*Given passage*:
— start —

When Gatto says, "The primary goal of real education is not to deliver facts but to guide students to the truths that will allow them to take responsibility for their lives," I think he's getting at the same thing Pete Seeger was saying in the quote directly below the masthead on this blog. I think he's right. Facts are easy, just a Google search away. Truth, responsibility, and wisdom are not so easy, and they get right down the heart of the human condition. Gatto puts this in the context of American Christianity, relating it to original sin. The penalties attending expulsion from the Garden of Eden are work, pain, free will, and death – and each one of these is a burden for every single individual, and the path to fulfillment and a happy life.

Then Gatto breaks these four down. There are all the ways we try to avoid these penalties in our modern, corporate culture – pain pills, denial of aging, lack of morality, work is a nasty four-letter word, and a lot of it is meaningless pencil-pushing. Then there are the meanings he ascribes to these in the concept of original sin.

"On work: Work is the only avenue to genuine self-respect. Work develops independence, self-reliance, resourcefulness, and character. Without real work we will inevitably find despair, no matter how much money or power we have. Work … produces spiritual rewards unrelated to the reinforcement schedules of behavioral psychologists, but only if we tackle it gladly, without resentment."

"On pain: Pain is a friend, because it forces our attention away from the world and refocuses it squarely on ourselves. Pain of all sorts is the way we learn insight, balance, and self-control. The siren call of "Feel good!" lures us to court desirable sensations and to despise pain as a spoiler of pleasure. Pain, however, is the road to self knowledge."

"On good and evil: In a spiritual life everything is morally charged; nothing is neutral. Choosing between good and evil is a daily effort, but taking responsibility for your choices makes you fully alive. … When we intensify our moral awareness, everything becomes a big deal."

"On aging and death: This world is only a stage in some longer journey we do not understand. To fall in love with our physical beauty, wealth, health, or capacity for pleasure is to kid ourselves, because all that will be taken away. … The only thing that gives our choices any deep significance is the fact that none of this will last. Awareness of mortality gives relationships an urgency, makes our choices matter."

And to sum up: "The best lives seem to be full of contemplation, solitude, and self-examination; full of private, personal attempts to engage the riddles of existence, from the cosmic mystery of death to the smaller mystery of exchanging secrets with a cat. … What constitutes a good life is clearly spelled out: self-knowledge, duty, responsibility, compassion, acceptance of loss, preparation for death."

In other words, things we must do for ourselves, which no teacher can do for us.

— end —

(Excerpts from pointing data)
— start —

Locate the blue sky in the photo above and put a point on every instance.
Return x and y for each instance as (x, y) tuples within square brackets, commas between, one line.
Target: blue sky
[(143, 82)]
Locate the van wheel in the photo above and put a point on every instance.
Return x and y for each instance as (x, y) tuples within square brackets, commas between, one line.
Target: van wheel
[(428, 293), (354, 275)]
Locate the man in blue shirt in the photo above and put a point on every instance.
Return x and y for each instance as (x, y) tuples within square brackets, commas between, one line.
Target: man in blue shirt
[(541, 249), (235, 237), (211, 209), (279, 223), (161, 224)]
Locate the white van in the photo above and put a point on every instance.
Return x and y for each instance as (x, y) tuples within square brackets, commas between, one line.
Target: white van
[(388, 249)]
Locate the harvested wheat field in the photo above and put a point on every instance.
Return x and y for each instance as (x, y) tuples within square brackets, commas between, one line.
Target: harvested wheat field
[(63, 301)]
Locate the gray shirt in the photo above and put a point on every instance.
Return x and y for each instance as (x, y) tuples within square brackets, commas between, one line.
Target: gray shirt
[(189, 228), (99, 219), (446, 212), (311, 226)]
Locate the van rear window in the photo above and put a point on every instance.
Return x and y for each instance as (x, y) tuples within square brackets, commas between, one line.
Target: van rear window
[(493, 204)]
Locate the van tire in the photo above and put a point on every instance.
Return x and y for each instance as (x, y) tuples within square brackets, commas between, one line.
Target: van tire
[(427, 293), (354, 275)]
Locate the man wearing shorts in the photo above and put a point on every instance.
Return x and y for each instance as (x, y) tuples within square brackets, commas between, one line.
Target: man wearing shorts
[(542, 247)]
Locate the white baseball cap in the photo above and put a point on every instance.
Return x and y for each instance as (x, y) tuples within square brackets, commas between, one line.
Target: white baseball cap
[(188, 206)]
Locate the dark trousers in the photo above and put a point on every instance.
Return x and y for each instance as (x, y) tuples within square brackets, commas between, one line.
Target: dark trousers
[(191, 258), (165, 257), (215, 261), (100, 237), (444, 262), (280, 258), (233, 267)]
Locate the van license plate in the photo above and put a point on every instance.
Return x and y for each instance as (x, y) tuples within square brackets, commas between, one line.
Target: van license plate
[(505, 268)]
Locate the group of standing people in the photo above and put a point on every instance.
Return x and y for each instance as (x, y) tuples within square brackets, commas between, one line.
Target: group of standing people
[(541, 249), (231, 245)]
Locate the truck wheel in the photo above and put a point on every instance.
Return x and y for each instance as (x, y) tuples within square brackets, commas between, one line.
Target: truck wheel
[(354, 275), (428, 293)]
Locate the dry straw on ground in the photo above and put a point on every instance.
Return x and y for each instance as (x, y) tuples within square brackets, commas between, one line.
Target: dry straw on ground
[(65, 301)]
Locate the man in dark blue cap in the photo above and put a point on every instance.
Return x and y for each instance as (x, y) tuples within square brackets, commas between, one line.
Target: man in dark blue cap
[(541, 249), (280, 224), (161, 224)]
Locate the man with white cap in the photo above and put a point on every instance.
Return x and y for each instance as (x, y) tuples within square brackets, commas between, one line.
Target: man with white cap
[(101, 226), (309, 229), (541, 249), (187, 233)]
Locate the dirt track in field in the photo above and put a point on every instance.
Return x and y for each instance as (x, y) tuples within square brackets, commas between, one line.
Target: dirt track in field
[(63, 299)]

— end —

*Work required*: In the passage on Gatto's view of education, what four penalties attend expulsion from the Garden of Eden?

*Complete output*: Work, pain, free will, and death.